Stored items:
::::
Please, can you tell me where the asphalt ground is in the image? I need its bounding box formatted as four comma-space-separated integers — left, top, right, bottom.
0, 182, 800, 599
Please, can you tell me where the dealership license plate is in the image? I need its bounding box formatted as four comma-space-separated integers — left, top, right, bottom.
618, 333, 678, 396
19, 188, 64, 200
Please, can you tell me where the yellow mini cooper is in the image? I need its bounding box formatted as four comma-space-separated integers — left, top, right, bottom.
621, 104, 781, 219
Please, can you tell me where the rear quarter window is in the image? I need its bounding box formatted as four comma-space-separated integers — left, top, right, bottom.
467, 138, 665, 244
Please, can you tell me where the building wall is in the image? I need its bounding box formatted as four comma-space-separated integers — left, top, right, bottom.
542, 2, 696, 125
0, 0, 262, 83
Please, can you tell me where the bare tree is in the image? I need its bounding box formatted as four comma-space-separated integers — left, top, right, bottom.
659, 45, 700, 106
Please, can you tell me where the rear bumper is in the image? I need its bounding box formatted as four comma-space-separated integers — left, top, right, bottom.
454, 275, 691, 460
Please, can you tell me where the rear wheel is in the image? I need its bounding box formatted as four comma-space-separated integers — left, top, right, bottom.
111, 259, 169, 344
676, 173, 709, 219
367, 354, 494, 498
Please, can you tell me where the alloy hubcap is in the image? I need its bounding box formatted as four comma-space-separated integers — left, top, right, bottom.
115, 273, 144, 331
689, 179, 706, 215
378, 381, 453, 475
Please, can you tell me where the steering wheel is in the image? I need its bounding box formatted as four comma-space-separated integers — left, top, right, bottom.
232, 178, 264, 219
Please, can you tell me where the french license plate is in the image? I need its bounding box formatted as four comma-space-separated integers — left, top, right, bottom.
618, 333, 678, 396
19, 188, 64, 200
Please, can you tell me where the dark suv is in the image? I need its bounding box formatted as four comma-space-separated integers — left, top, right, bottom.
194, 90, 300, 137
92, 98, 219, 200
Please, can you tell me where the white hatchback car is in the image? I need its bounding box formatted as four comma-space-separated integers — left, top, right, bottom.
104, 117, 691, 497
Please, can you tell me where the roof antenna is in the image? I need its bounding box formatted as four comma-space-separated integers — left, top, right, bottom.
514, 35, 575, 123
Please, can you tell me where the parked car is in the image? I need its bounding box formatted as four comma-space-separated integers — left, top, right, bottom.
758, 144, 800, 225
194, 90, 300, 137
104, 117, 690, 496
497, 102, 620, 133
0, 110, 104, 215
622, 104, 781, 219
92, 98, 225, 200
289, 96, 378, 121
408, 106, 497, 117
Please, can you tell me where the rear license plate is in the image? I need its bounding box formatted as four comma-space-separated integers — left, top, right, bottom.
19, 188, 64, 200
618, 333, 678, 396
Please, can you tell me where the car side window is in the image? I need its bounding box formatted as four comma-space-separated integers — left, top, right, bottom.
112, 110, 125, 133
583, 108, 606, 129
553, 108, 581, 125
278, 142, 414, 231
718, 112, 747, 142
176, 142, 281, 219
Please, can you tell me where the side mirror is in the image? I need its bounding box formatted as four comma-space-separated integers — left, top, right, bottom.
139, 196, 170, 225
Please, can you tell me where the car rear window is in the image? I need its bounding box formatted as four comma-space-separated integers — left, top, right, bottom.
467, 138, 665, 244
::::
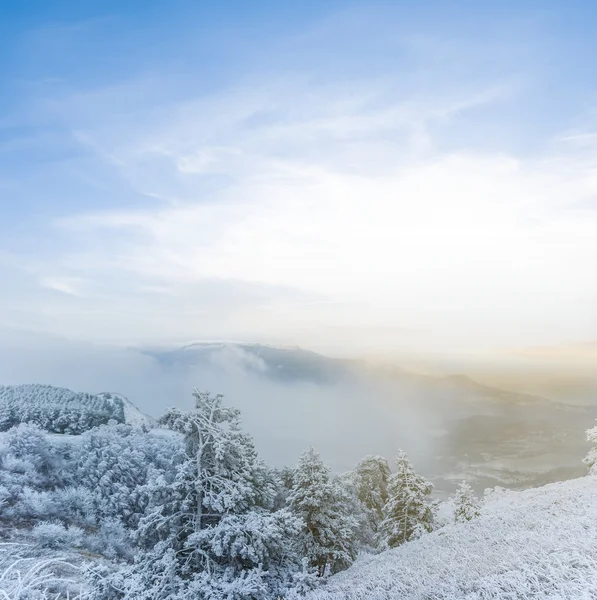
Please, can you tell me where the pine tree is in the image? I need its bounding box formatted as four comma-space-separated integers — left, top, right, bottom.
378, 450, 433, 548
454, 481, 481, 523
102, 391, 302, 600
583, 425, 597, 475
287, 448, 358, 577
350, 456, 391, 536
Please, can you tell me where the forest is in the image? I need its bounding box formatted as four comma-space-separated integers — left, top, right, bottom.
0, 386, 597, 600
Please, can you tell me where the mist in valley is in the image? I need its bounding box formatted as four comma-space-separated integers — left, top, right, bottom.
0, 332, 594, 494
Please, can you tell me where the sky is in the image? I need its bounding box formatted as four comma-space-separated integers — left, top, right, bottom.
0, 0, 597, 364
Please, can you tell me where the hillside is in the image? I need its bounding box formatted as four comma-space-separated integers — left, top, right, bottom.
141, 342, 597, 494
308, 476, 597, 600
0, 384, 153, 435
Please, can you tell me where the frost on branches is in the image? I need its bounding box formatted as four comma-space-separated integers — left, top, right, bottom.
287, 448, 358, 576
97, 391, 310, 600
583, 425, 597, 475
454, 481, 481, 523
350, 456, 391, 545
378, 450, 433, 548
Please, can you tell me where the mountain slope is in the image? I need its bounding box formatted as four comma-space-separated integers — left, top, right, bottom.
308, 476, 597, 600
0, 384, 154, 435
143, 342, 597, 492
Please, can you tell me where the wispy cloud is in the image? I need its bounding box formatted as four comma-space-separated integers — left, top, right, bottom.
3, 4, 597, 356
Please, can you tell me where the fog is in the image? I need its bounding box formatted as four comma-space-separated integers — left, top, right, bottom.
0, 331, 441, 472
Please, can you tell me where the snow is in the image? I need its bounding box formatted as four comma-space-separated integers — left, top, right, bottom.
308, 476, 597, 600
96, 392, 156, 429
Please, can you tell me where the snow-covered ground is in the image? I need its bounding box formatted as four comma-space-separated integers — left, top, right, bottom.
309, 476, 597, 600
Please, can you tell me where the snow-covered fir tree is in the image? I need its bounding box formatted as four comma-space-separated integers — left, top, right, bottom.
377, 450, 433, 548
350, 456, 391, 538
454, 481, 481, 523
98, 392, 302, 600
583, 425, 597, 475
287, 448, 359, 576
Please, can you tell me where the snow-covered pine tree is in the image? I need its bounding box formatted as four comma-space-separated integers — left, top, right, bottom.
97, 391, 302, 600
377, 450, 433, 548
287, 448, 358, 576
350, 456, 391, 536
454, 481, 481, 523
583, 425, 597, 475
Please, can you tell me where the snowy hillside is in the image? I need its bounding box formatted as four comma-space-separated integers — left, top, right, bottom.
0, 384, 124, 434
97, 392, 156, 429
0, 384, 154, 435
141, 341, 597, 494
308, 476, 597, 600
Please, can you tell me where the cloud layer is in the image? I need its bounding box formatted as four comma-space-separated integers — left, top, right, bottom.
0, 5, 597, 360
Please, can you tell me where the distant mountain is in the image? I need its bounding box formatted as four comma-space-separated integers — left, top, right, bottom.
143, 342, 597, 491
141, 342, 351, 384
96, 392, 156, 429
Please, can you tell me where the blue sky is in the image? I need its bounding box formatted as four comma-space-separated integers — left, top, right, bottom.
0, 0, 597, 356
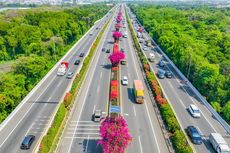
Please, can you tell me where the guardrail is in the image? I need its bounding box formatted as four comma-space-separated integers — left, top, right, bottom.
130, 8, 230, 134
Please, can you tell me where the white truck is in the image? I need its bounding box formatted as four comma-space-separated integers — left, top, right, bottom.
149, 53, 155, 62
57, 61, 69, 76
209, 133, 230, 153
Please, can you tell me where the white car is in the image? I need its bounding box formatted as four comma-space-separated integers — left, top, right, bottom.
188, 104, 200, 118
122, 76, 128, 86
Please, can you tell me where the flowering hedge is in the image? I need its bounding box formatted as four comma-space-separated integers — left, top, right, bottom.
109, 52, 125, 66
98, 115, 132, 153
::::
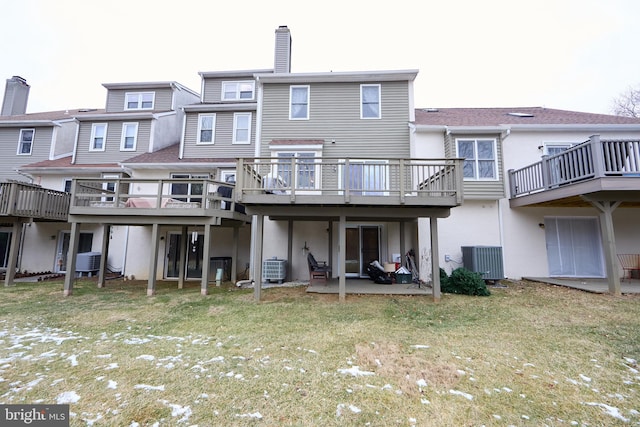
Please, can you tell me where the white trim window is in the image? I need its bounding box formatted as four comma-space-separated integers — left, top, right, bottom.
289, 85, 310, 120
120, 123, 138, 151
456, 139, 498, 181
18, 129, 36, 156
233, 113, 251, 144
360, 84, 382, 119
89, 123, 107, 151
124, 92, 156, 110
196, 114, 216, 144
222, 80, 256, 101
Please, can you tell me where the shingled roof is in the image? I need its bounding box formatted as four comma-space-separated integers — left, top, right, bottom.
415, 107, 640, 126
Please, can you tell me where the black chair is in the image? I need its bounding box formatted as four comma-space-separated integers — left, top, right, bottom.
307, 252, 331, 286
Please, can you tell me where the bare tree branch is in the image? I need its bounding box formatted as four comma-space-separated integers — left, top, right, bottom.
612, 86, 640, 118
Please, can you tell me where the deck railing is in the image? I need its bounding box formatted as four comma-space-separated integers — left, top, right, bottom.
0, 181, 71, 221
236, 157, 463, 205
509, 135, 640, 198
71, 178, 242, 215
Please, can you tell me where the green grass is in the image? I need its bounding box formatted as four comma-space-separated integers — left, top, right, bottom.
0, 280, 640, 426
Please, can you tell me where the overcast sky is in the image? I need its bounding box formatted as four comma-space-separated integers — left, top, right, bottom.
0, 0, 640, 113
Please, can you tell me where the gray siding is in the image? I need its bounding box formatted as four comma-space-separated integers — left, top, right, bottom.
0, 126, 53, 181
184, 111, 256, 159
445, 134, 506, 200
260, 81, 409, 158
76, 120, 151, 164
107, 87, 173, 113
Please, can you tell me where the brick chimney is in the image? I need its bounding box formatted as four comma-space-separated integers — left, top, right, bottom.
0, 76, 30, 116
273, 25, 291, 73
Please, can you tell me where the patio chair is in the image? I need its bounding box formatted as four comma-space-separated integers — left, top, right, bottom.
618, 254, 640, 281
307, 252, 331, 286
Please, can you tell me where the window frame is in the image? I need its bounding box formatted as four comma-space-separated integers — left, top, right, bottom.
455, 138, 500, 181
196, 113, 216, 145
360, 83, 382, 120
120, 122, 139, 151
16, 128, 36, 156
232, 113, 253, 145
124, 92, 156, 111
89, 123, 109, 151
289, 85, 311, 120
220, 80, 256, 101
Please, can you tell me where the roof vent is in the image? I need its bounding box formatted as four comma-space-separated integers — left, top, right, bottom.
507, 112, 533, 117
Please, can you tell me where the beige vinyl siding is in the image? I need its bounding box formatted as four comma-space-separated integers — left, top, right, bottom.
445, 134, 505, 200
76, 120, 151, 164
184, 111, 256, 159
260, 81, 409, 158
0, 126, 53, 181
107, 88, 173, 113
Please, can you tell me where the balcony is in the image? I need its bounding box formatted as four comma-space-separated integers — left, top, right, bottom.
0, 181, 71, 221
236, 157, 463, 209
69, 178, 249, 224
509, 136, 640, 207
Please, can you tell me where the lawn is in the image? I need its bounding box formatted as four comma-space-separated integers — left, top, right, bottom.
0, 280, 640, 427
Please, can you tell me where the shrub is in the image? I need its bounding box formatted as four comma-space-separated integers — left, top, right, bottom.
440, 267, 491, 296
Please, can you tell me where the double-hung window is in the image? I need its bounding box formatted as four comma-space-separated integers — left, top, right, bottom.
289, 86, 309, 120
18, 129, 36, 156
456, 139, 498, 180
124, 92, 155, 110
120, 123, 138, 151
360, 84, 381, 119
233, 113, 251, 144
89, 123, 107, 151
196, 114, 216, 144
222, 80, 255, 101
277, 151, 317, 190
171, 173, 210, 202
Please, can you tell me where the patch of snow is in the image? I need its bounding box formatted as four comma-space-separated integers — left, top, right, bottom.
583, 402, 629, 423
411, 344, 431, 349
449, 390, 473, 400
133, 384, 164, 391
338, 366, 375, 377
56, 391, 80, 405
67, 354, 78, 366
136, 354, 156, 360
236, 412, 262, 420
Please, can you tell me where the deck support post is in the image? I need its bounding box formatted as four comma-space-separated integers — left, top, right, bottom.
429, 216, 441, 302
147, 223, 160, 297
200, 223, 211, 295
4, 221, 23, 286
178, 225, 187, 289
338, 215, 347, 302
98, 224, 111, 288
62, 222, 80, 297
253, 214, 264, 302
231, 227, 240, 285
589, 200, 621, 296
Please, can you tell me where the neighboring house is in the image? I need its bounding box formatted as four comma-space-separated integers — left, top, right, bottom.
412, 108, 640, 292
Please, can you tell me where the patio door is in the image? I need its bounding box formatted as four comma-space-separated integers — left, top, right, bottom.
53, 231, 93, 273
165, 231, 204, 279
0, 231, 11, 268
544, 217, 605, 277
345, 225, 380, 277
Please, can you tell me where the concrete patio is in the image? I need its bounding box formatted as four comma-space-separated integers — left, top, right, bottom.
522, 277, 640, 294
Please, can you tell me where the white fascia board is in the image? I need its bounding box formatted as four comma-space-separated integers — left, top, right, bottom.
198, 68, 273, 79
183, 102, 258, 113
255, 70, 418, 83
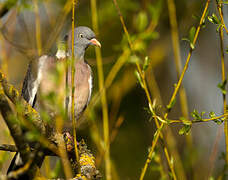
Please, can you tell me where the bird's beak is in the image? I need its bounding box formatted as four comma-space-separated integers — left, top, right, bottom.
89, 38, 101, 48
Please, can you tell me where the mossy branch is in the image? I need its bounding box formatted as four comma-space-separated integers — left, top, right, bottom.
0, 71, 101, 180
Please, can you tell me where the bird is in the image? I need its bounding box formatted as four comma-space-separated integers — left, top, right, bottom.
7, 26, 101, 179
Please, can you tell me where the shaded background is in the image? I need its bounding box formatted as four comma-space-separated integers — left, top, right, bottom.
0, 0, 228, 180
::::
Your instructions ▸ Put the records from the line containing "Please, can you tell me where the alloy" through the line containing "104, 117, 691, 497", both included, into a two-column CSV with the columns text and answer. Each row should hold one record's text and the answer given under it, with each value in a single quoted field and line breaks replaced by spaces.

Completed task ▸
text,answer
"Please, can you tell me where the alloy hubcap is in the image? I need its bounding box formatted as four comma-space-separated integers — left, top, right, bottom.","115, 273, 144, 331 689, 179, 706, 215 378, 381, 453, 475"
"Please, can you tell me where the steering wheel is in the image? I need its bounding box formatted as four comma-space-separated integers — left, top, right, bottom.","232, 178, 264, 219"
"Please, can you tell me where the french license plate is in the image? I need its bounding box formatted as four comma-space-separated integers — left, top, right, bottom.","618, 333, 678, 396 19, 188, 64, 200"
"Please, can you tell me where the dark suv is in the image? I need its bounding box formatted as four comma-space-separated integers — left, top, right, bottom.","194, 90, 300, 137 92, 98, 219, 200"
"Please, can you tell me where the white hatchback car is in the image? I need its bounding box formatted as four comma-space-separated integers — left, top, right, bottom.","104, 117, 691, 497"